The problem => Retyping the entries exactly is all that is required.

[Material for this exercise]

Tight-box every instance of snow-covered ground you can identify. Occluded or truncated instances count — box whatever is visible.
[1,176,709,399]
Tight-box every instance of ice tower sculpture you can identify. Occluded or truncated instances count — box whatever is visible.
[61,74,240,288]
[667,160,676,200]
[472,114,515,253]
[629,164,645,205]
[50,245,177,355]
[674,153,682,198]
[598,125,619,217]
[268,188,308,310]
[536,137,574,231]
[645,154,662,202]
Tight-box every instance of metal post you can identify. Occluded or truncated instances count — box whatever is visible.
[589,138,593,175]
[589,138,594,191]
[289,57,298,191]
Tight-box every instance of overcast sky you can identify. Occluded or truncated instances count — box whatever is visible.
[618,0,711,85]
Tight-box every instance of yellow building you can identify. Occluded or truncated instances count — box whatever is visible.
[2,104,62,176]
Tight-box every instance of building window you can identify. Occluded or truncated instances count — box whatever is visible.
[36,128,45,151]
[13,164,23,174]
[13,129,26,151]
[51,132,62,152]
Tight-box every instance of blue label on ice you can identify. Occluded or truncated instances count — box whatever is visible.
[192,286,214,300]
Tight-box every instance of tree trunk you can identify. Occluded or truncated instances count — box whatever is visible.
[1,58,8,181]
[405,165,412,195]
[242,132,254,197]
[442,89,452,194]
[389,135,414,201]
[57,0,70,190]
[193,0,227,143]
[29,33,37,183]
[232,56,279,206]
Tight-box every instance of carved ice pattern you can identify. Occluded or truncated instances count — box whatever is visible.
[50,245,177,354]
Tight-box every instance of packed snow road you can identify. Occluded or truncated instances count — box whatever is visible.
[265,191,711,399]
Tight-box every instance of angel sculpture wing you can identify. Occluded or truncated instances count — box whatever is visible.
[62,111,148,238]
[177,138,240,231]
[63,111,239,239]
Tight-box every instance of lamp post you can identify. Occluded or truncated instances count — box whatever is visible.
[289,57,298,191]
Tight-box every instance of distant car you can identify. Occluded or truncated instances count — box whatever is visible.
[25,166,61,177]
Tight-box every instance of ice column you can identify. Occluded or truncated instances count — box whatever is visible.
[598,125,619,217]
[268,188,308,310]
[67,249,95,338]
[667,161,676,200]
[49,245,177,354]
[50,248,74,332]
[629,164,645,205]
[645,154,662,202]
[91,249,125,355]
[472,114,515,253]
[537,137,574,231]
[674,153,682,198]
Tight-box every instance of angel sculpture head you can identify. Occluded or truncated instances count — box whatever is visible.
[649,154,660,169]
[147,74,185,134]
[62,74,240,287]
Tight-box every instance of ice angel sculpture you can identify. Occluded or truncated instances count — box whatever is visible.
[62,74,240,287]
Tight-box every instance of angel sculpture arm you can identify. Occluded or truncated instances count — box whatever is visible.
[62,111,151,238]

[/Material for this exercise]

Response box =>
Tight-box every instance of snow-covered ground you can identify. Occluded or truncated instances count — box whatever is visible.
[1,176,709,399]
Tight-box every instance of ice tower sculpture you can identify. Occluded or truncated instances count — box whatever is visible.
[61,74,240,288]
[667,160,676,200]
[472,114,515,253]
[629,164,645,205]
[50,245,177,355]
[674,153,682,198]
[598,125,619,217]
[268,188,308,310]
[536,137,574,231]
[645,154,662,202]
Tight-box every instance of metal post you can identify. Occluded or truncated instances count — box whatever is visible.
[589,138,593,175]
[589,138,594,191]
[289,57,298,191]
Tight-box every instance of overcast sky you can identify. Occluded or truncated instances count — box whatever is visible.
[618,0,711,85]
Tight-box every instance of yellow building you can identify. Occluded or truncated instances count — box whatever is visible.
[2,104,62,176]
Tight-box every instance of building window you can identify. Occluded or truncated instances count — box whatever is visible.
[36,128,45,151]
[13,164,23,174]
[13,129,26,151]
[51,132,62,152]
Tight-box every instance of blue label on ice you can identify. Occluded or truncated instances count — box whatever is visible.
[192,286,214,300]
Tight-box every instance of tree trunk you can identify. Occluded or truncated instances count — box whatever is visible.
[1,58,8,181]
[405,165,412,195]
[242,132,254,197]
[442,89,452,194]
[389,135,414,201]
[57,0,70,190]
[193,0,227,143]
[29,33,37,183]
[232,56,279,206]
Tight-box every instance of carved ice pattern you can identify. Occluded or truncated instances count — box whatever is visible.
[50,245,177,354]
Tight-box every instance of packed snow road you can identify. Occluded or truncated instances count — box whatever is visible.
[265,191,711,399]
Tight-box every instance of angel sculpture wing you can identify. Occluded or truncated instances count — box whatever is visible.
[62,111,148,238]
[177,138,240,231]
[63,111,239,239]
Tight-box every instance of lamp post you can identify. Occluded or truncated instances count — box whatever is visible.
[289,57,298,191]
Tight-box every instance of distant car you can identify. Occluded or truncated instances count — box whatever is visible.
[25,166,61,177]
Tight-box every instance of ice column you can identify. Occluded or truncated instances count — box whatever is visible.
[598,125,619,217]
[268,188,308,310]
[67,249,95,338]
[667,161,676,200]
[49,245,177,354]
[50,248,74,332]
[629,164,645,205]
[645,154,662,202]
[91,249,125,355]
[472,114,515,253]
[537,137,574,231]
[674,153,682,198]
Tight-box every instance of angel sculpture head you can identify. Occluded or truncated instances count — box whatever is visible.
[649,154,660,169]
[147,74,185,134]
[62,74,240,287]
Tight-box every instance of ice angel sculpture you can identify. Occluded or truncated instances count — box whatever is visible.
[62,74,240,287]
Tight-box every instance of angel sculpture arm you can identify. Occluded or truncated instances count — box whatever is visible.
[62,111,151,238]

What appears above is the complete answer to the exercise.